Task requirements -
Locate "Keypoint guideline: for each instance of the blurred" in the records below, then copy its line and every following line exactly, without the pictures.

>> Begin Task inputs

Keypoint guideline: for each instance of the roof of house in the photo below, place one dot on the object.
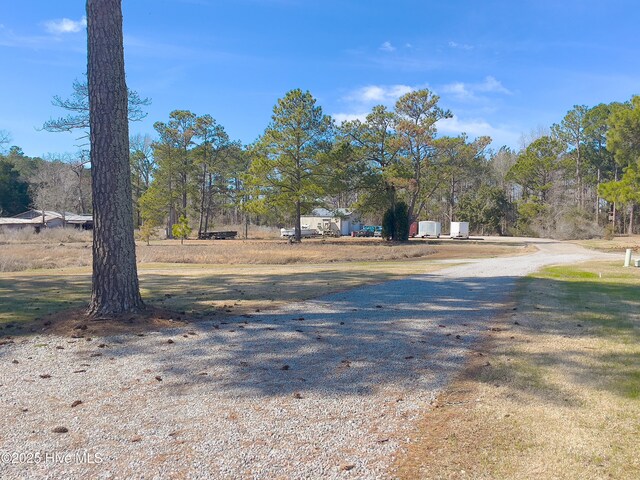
(323, 212)
(17, 221)
(35, 216)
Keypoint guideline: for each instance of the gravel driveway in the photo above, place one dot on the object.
(321, 389)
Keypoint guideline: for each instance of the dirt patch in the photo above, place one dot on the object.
(75, 323)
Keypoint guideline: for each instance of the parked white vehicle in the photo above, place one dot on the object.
(429, 229)
(459, 230)
(304, 232)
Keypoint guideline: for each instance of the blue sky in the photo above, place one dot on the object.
(503, 67)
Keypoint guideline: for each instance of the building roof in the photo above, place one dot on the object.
(18, 221)
(323, 212)
(35, 217)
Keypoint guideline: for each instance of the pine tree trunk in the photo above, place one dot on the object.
(115, 279)
(298, 225)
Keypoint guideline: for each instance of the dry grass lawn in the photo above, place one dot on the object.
(73, 249)
(554, 393)
(617, 244)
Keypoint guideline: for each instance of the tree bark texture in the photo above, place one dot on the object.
(115, 287)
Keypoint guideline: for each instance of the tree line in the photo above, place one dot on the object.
(578, 178)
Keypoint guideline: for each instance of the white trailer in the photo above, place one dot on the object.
(429, 229)
(304, 232)
(459, 230)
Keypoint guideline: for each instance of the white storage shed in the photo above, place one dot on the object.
(459, 230)
(429, 229)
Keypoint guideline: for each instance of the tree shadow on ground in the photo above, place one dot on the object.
(406, 335)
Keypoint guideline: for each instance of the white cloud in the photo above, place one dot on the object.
(461, 46)
(379, 93)
(65, 25)
(349, 117)
(492, 85)
(469, 91)
(387, 47)
(478, 127)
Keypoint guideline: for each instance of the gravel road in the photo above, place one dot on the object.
(321, 389)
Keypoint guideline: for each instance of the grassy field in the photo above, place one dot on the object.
(554, 394)
(197, 290)
(48, 273)
(617, 244)
(60, 249)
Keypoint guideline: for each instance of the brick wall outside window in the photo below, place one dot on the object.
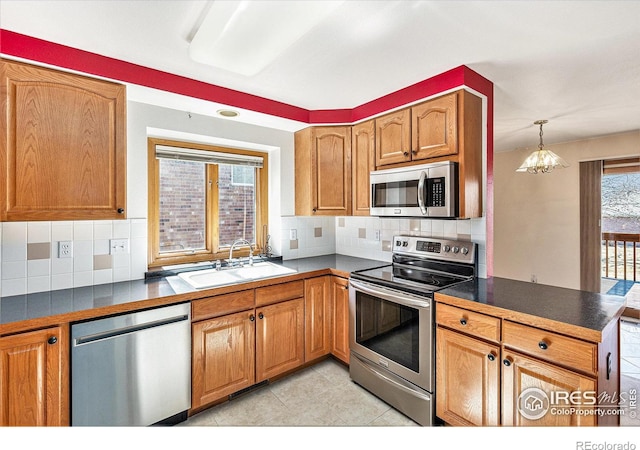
(182, 206)
(237, 208)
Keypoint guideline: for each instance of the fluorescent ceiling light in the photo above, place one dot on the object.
(245, 36)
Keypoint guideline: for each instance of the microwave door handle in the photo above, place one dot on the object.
(421, 201)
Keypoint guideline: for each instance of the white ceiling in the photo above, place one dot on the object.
(575, 63)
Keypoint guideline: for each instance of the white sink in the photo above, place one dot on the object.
(201, 279)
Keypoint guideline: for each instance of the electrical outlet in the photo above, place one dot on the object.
(118, 246)
(65, 249)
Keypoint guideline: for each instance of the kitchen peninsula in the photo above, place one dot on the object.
(498, 337)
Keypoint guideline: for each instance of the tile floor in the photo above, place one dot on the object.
(321, 395)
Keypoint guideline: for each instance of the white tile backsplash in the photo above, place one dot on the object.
(349, 241)
(38, 232)
(19, 276)
(316, 236)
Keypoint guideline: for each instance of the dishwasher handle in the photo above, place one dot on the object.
(90, 338)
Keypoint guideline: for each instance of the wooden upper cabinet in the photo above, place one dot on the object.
(323, 171)
(62, 145)
(434, 127)
(393, 138)
(363, 153)
(34, 382)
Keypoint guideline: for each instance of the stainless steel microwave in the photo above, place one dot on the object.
(426, 190)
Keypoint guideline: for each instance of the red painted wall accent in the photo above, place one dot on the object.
(38, 50)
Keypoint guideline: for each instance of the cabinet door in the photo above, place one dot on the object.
(340, 319)
(223, 357)
(279, 338)
(62, 146)
(34, 378)
(332, 171)
(393, 138)
(362, 163)
(467, 380)
(317, 312)
(434, 128)
(520, 373)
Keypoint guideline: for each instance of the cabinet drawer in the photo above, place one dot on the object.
(553, 347)
(279, 292)
(476, 324)
(221, 305)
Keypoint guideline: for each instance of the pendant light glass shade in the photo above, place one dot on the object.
(541, 160)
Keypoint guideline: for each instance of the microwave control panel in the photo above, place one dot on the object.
(436, 192)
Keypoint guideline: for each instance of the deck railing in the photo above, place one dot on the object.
(620, 256)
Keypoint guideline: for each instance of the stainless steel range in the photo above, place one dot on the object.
(391, 315)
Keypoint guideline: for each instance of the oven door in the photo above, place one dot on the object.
(394, 330)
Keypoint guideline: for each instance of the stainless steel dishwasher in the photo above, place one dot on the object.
(132, 369)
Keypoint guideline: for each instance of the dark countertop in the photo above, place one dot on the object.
(531, 302)
(43, 309)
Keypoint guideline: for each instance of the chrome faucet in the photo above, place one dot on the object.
(240, 242)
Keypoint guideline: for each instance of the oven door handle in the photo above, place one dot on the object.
(390, 295)
(421, 202)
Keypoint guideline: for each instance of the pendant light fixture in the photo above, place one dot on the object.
(541, 160)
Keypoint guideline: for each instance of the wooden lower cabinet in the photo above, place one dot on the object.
(223, 357)
(317, 327)
(340, 319)
(467, 380)
(521, 373)
(233, 350)
(496, 371)
(279, 338)
(34, 385)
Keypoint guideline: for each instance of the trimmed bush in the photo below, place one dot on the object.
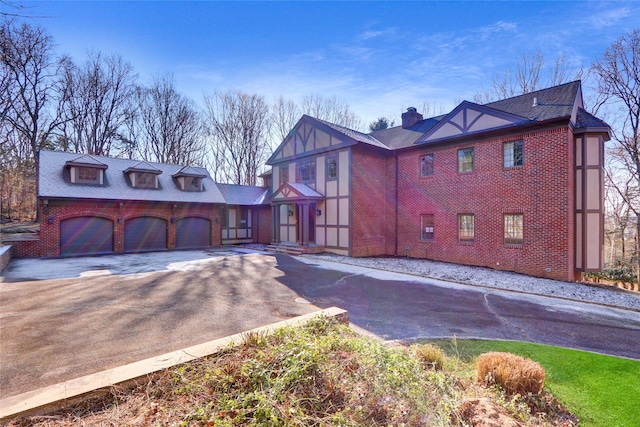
(515, 374)
(430, 355)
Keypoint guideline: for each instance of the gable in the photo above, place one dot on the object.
(308, 136)
(295, 191)
(468, 118)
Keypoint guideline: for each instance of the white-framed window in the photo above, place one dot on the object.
(514, 229)
(145, 180)
(427, 227)
(86, 175)
(306, 171)
(513, 154)
(332, 167)
(466, 227)
(426, 165)
(465, 160)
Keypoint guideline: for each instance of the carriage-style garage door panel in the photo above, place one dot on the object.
(193, 232)
(145, 234)
(86, 236)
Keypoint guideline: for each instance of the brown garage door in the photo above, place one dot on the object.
(86, 236)
(193, 232)
(145, 234)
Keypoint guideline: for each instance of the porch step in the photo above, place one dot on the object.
(294, 250)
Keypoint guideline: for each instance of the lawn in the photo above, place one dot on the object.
(601, 390)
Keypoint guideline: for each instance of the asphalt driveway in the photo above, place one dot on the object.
(103, 312)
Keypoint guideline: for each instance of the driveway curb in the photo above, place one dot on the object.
(56, 395)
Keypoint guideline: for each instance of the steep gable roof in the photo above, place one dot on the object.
(469, 118)
(244, 195)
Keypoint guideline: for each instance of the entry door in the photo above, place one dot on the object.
(312, 223)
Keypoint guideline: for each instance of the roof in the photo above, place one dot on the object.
(245, 195)
(551, 103)
(55, 180)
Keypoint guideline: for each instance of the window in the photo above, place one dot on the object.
(426, 223)
(307, 171)
(145, 180)
(284, 174)
(513, 229)
(513, 154)
(426, 165)
(192, 183)
(466, 227)
(243, 214)
(87, 175)
(465, 160)
(332, 167)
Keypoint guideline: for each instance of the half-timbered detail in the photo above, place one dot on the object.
(515, 184)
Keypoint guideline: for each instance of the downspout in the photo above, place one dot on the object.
(396, 207)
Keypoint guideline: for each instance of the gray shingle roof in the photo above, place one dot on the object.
(305, 190)
(553, 102)
(354, 134)
(244, 195)
(586, 119)
(55, 182)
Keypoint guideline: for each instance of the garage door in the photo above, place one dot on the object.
(86, 236)
(193, 233)
(145, 234)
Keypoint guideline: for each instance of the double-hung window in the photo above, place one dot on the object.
(465, 160)
(426, 165)
(513, 229)
(427, 227)
(307, 171)
(513, 154)
(466, 227)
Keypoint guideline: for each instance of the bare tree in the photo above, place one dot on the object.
(331, 110)
(170, 125)
(238, 125)
(618, 75)
(99, 101)
(30, 92)
(530, 75)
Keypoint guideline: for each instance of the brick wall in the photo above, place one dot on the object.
(542, 190)
(368, 201)
(263, 224)
(59, 210)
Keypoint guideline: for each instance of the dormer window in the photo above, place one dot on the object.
(145, 180)
(86, 169)
(189, 179)
(143, 175)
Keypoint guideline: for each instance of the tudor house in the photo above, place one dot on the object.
(514, 185)
(93, 205)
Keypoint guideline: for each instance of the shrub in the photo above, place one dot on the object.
(430, 355)
(513, 373)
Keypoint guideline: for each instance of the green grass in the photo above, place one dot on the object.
(601, 390)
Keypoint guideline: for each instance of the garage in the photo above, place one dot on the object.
(86, 236)
(193, 232)
(145, 234)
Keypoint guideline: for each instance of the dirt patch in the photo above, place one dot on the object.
(484, 413)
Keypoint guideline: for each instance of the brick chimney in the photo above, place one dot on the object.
(410, 118)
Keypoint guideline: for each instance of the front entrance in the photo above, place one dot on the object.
(310, 226)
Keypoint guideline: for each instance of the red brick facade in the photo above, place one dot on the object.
(59, 210)
(542, 190)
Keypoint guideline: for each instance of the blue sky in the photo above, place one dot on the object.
(379, 57)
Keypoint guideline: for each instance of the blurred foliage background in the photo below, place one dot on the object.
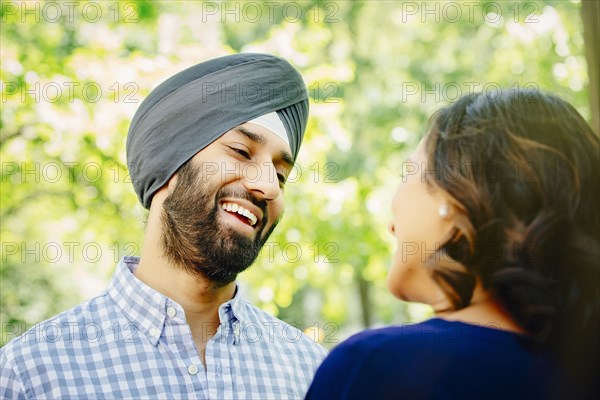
(72, 75)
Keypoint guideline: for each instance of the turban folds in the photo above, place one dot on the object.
(195, 107)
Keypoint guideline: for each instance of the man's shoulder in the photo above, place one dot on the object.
(266, 327)
(75, 324)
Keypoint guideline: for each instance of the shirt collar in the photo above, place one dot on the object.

>> End Task inputs

Written solution -
Keypoint guideline: for each instance of the blurred foliage background in the photo below, place one dot on the object.
(72, 75)
Keypoint guideline: for each instance of the turban folds in the photo above, place one dot on the object.
(195, 107)
Keypoint guideline: for each instance of the man's shoulder in the photo above, place one dot on the object.
(266, 327)
(75, 324)
Keypoint guideline: for each instance of the shirt collar in the photo above, place one dot on the object.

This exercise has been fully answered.